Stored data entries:
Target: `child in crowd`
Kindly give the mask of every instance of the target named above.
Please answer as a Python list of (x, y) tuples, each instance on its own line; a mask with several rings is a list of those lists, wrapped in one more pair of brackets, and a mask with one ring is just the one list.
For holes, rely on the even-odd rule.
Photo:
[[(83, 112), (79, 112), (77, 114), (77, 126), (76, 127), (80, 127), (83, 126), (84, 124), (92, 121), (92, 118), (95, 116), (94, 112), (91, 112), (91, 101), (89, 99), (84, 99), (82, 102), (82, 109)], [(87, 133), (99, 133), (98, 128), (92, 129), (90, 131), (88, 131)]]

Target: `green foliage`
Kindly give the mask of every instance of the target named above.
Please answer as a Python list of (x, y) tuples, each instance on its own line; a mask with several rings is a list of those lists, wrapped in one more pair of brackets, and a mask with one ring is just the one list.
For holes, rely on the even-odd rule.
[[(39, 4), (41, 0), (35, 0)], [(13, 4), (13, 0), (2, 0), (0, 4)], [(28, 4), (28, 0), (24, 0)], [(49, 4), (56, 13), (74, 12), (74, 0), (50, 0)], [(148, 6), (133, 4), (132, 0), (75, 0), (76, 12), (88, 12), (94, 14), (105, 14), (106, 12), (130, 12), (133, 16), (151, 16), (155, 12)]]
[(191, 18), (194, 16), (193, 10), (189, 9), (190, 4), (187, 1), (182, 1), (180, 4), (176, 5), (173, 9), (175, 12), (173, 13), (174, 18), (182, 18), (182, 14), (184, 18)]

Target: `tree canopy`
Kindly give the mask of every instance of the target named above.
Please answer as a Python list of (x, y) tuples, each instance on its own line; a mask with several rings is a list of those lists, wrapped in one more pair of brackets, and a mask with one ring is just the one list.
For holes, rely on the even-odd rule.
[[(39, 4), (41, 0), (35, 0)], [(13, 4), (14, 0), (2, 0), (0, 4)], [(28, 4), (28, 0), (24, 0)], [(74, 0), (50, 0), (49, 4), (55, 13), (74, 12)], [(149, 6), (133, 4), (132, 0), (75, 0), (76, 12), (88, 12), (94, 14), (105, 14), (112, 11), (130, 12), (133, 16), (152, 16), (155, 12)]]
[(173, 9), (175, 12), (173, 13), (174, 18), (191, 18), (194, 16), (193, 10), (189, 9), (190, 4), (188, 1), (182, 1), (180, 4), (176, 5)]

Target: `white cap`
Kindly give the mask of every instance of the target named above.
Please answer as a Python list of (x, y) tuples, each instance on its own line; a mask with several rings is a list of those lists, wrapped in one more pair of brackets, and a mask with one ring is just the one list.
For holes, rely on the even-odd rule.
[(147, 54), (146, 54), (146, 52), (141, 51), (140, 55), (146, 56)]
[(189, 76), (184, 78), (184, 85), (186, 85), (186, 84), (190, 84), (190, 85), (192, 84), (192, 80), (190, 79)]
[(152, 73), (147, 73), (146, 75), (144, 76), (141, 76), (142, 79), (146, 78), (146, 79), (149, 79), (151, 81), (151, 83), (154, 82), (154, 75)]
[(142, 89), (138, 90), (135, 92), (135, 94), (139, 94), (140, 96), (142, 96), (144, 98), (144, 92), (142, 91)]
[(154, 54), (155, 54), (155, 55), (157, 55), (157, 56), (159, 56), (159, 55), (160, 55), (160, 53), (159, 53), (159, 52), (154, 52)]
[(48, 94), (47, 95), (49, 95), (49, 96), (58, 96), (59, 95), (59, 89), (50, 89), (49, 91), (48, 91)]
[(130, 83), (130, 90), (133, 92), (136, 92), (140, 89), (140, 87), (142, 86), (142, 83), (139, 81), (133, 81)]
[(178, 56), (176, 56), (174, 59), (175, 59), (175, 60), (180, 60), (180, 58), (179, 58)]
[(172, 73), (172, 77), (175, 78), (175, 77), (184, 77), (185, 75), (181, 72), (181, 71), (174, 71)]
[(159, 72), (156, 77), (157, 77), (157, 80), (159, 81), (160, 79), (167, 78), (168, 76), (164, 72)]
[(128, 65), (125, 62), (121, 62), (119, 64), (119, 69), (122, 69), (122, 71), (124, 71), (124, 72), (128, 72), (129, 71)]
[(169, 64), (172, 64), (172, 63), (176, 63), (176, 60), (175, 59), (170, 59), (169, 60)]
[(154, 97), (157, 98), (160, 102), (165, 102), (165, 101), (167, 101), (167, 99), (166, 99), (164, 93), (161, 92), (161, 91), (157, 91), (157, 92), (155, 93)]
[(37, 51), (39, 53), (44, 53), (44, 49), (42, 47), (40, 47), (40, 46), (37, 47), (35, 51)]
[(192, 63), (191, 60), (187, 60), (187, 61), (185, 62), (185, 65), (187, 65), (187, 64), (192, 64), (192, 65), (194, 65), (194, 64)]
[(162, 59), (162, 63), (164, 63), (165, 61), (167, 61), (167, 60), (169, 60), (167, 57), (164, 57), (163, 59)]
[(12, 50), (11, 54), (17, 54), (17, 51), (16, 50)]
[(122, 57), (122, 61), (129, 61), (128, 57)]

» WHAT THIS TASK INVOLVES
Using the data above, reproduce every line exactly.

» RESPONSE BELOW
Target: `child in crowd`
Kindly give the mask of every instance of the target named above.
Please answer as a Python list of (x, y) tuples, each instance on its own line; a mask with several rings is a list of those lists, wrapped in one more pair of brackets, and a mask with one ring is just the one list.
For holes, rely on the even-odd rule.
Photo:
[[(83, 112), (79, 112), (77, 114), (77, 126), (76, 127), (80, 127), (83, 126), (84, 124), (92, 121), (92, 118), (95, 116), (94, 112), (91, 112), (91, 101), (89, 99), (84, 99), (82, 102), (82, 109)], [(87, 133), (99, 133), (98, 128), (92, 129), (90, 131), (88, 131)]]

Target: `green foliage`
Kindly give the mask of every instance of the target named above.
Please answer as a Python list of (x, y) tuples, each instance on its own line; a mask with several rings is a list of those lists, wrapped in one more pair of brackets, and a mask with one ring is just the one list.
For holes, rely on the even-odd rule.
[[(39, 4), (41, 0), (35, 0)], [(13, 4), (13, 0), (2, 0), (0, 4)], [(28, 4), (28, 0), (24, 0)], [(49, 4), (56, 13), (74, 12), (74, 0), (50, 0)], [(148, 6), (133, 4), (132, 0), (75, 0), (76, 12), (88, 12), (94, 14), (105, 14), (106, 12), (130, 12), (133, 16), (151, 16), (155, 12)]]
[(191, 18), (194, 16), (193, 10), (189, 9), (190, 4), (187, 1), (182, 1), (180, 4), (176, 5), (173, 9), (175, 12), (173, 13), (174, 18), (182, 18), (182, 14), (184, 18)]

Target: `tree canopy`
Kindly give the mask of every instance of the target named above.
Please answer as a Python list of (x, y) tuples, each instance on its own line; a mask with several rings is a list of those lists, wrapped in one more pair of brackets, and a mask with one ring is just the one list.
For holes, rely on the even-odd rule.
[[(39, 4), (41, 0), (35, 0)], [(13, 4), (14, 0), (2, 0), (0, 4)], [(28, 4), (28, 0), (24, 0)], [(74, 0), (50, 0), (49, 4), (55, 13), (74, 12)], [(149, 6), (133, 4), (132, 0), (75, 0), (76, 12), (88, 12), (94, 14), (105, 14), (112, 11), (130, 12), (133, 16), (152, 16), (155, 12)]]
[(173, 9), (175, 12), (173, 13), (174, 18), (191, 18), (194, 16), (193, 10), (189, 9), (190, 4), (188, 1), (182, 1), (180, 4), (176, 5)]

Target: `white cap`
Kindly give the mask of every instance of the target named above.
Please answer as a Python list of (x, y) tuples, each instance on its own line; a mask with several rings is a list of those lists, wrapped in one more pair of brackets, and a mask with one ring is just the one list.
For holes, rely on the even-odd rule.
[(147, 54), (146, 54), (146, 52), (141, 51), (140, 55), (146, 56)]
[(189, 76), (184, 78), (184, 85), (186, 85), (186, 84), (190, 84), (190, 85), (192, 84), (192, 80), (190, 79)]
[(152, 73), (147, 73), (146, 75), (144, 76), (141, 76), (142, 79), (146, 78), (146, 79), (149, 79), (151, 81), (151, 83), (154, 82), (154, 75)]
[(142, 89), (138, 90), (135, 92), (135, 94), (139, 94), (140, 96), (142, 96), (144, 98), (144, 92), (142, 91)]
[(154, 54), (155, 54), (155, 55), (157, 55), (157, 56), (159, 56), (159, 55), (160, 55), (160, 53), (159, 53), (159, 52), (154, 52)]
[(48, 94), (47, 95), (49, 95), (49, 96), (58, 96), (59, 95), (59, 89), (50, 89), (49, 91), (48, 91)]
[(130, 83), (130, 90), (133, 92), (136, 92), (140, 89), (140, 87), (142, 86), (142, 83), (139, 81), (133, 81)]
[(178, 56), (176, 56), (174, 59), (175, 59), (175, 60), (180, 60), (180, 58), (179, 58)]
[(172, 73), (172, 77), (175, 78), (175, 77), (184, 77), (185, 75), (181, 72), (181, 71), (174, 71)]
[(159, 72), (156, 77), (157, 77), (157, 80), (159, 81), (160, 79), (167, 78), (168, 76), (164, 72)]
[(128, 65), (125, 62), (121, 62), (119, 64), (119, 69), (122, 69), (122, 71), (124, 71), (124, 72), (128, 72), (129, 71)]
[(169, 64), (172, 64), (172, 63), (176, 63), (176, 60), (175, 59), (170, 59), (169, 60)]
[(154, 97), (157, 98), (160, 102), (165, 102), (165, 101), (167, 101), (167, 99), (166, 99), (164, 93), (161, 92), (161, 91), (157, 91), (157, 92), (155, 93)]
[(37, 51), (39, 53), (44, 53), (44, 49), (42, 47), (40, 47), (40, 46), (37, 47), (35, 51)]
[(192, 63), (191, 60), (187, 60), (187, 61), (185, 62), (185, 65), (187, 65), (187, 64), (192, 64), (192, 65), (194, 65), (194, 64)]
[(162, 59), (162, 63), (164, 63), (165, 61), (167, 61), (167, 60), (169, 60), (167, 57), (164, 57), (163, 59)]
[(12, 50), (11, 54), (17, 54), (17, 51), (16, 50)]
[(122, 57), (122, 61), (129, 61), (128, 57)]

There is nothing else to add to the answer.